#### [Reading text]
A $300 Billion Reason to Keep Drugs Cheap in India

As long as that nuclear option was used rarely, and only to address real public-health concerns, Big Pharma could live with it.

But pricing problems go beyond patents. In 2013, the list of essential medicines where the regulator has the right to cap prices was expanded five-fold. That led to some weird situations. Condoms were set at a maximum of 6.56 rupees apiece, 11 U.S. cents at the time, and raised a year later to 13 cents. Reckitt Benckiser Group Plc's legal challenge -- that its Durex contraceptives are devices, not drugs -- is being heard by India's Supreme Court.

Meanwhile, the National Pharmaceutical Pricing Authority, the regulator, has been advised by an expert committee that "exotic" condoms -- fruit-flavored ones, for example -- could be priced above the regular variety, according to a Livemint report last month.

If that seems frivolous, the regulator's bruising attempts last year to curb prices of heart stents and knee implants have graver implications. After India moved to cut the price of such implants by as much as 70 percent in August, Johnson & Johnson's non-U.S. revenue growth from knee devices declined 9.5 percent in constant-currency terms in the third quarter, according to the data compiled by Bloomberg Intelligence.

#### [Provided records]
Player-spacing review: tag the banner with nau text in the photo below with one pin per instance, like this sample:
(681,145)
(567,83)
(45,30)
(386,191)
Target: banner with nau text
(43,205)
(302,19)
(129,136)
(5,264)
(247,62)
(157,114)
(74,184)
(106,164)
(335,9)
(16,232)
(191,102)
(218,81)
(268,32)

--

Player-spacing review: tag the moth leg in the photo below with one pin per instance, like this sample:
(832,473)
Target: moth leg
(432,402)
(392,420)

#### [How to complete this task]
In the text on drug pricing in India, by how much did India move to cut the price of heart stents and knee implants in August?

#### [Response to this task]
By as much as 70 percent.